◆ **Task 1**: What is this sentence from the festival announcement in Spanish: "All events are free and open to the public."?
◆ **Task 2**: Can you pull out, word for word, everything in the festival announcement from "Following the Nebraska" down to "4 slam winners."?

◆ **Passage to read**:
━━━━━━━━━━━━━━━━━━━━━━━━━━━━━━

Several well-known fiction writers from across the region will read from their works during a special two-day event in Norfolk and Wayne in April.
The Northeast Community College Visiting Writers Series and Wayne State College’s Plains Writers Series are partnering to sponsor the Nebraska Fiction Festival on Wednesday and Thursday, April 17 and 18, on the institution’s respective campuses in Norfolk and Wayne.
The featured fiction writers scheduled to read at the Nebraska Fiction Festival are Tosca Lee, Lydia Kang, Ted Wheeler, Karen Shoemaker, Rebecca Rotert, Dave Mainelli, Kevin Clouther, Margie Lukas, David Mullins, Sean Doolittle, and Chris H. Thornton. (Schedule & author bios below)
The Nebraska Fiction Festival will be held Wednesday, April 17, from 11 a.m.-3 p.m., in Northeast Community College’s Union 73. The event continues Thursday, April 18, from 11 a.m.-3 p.m., in Wayne State College’s Gardner Hall.
Following the Nebraska Fiction Festival on April 18 will be the WSC Fiction Slam. The slam will be held at the Max Bar and Grill in downtown Wayne, NE, starting at 7:00 p.m., with registration starting at 6:30 p.m. Slam participants need two original short stories and a $5 registration fee. Cash & prizes for the top 4 slam winners.
All events are free and open to the public. For more information on the Nebraska Fiction Festival, contact: Chad Christensen ([email protected]) Bonnie Johnson-Bartee ([email protected]).
Facebook Event pages: April 17, 2024 @ NECC & April 18, 2024 @ WSC.
NECC (Union 73) event times:
11:00 – 12:00 p.m.
Margie Lukas & Dave Mainelli
12:30 – 1:30 p.m.
Kevin Clouther & Karen Shoemaker
2:00 – 3:00 p.m.
Tosca Lee & an open forum
WSC (Gardner Hall) event times:
11:00 – 12:00 p.m.

━━━━━━━━━━━━━━━━━━━━━━━━━━━━━━

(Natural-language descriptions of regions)
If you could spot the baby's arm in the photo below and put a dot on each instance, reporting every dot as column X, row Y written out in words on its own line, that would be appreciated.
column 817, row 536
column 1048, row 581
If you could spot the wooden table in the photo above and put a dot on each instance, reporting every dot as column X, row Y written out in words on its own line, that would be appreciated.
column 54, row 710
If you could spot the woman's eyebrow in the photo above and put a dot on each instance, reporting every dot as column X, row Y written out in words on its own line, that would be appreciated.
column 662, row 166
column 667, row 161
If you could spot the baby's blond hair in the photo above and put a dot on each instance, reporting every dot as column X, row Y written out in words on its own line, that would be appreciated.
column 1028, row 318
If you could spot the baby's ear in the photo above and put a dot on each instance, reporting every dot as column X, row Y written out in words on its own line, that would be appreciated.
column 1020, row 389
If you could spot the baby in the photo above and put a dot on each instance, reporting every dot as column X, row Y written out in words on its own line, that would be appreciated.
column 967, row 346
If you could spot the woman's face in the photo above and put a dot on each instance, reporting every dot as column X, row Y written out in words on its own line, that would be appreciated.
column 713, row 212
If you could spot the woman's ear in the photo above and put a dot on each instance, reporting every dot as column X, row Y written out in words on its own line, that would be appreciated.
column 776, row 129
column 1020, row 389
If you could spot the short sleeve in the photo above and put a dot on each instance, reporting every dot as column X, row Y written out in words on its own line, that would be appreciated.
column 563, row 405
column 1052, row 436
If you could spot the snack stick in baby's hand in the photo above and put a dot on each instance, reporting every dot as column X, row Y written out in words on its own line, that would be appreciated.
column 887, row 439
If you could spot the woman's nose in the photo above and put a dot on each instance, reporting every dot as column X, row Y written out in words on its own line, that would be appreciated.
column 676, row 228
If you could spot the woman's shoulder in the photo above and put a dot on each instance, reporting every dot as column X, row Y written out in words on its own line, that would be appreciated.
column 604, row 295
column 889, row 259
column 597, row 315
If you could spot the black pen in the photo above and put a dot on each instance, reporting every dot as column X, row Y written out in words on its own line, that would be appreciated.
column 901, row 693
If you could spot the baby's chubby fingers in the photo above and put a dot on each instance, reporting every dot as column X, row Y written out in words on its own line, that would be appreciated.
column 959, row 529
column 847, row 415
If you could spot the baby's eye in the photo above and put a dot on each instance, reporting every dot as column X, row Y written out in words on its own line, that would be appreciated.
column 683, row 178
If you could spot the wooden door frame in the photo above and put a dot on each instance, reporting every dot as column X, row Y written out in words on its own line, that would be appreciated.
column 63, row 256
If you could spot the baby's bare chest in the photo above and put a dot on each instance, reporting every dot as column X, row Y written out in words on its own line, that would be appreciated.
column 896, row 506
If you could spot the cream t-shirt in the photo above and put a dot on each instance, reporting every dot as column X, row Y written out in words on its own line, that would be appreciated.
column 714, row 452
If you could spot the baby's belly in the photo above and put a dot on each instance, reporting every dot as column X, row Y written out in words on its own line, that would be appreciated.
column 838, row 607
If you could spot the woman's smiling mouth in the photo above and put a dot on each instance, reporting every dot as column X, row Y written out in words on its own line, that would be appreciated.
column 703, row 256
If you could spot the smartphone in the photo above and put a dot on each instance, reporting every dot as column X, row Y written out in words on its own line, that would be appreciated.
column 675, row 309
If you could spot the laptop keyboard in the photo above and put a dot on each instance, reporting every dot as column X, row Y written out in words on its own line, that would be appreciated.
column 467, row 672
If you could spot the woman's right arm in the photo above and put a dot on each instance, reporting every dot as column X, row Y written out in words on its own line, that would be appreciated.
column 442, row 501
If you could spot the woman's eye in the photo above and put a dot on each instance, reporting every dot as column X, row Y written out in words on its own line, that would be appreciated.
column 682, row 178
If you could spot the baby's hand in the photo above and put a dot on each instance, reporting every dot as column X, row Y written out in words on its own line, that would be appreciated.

━━━━━━━━━━━━━━━━━━━━━━━━━━━━━━

◆ **Problem solution 1**: Todos los eventos son gratuitos y abiertos al público.

◆ **Problem solution 2**:
Following the Nebraska Fiction Festival on April 18 will be the WSC Fiction Slam. The slam will be held at the Max Bar and Grill in downtown Wayne, NE, starting at 7:00 p.m., with registration starting at 6:30 p.m. Slam participants need two original short stories and a $5 registration fee. Cash & prizes for the top 4 slam winners.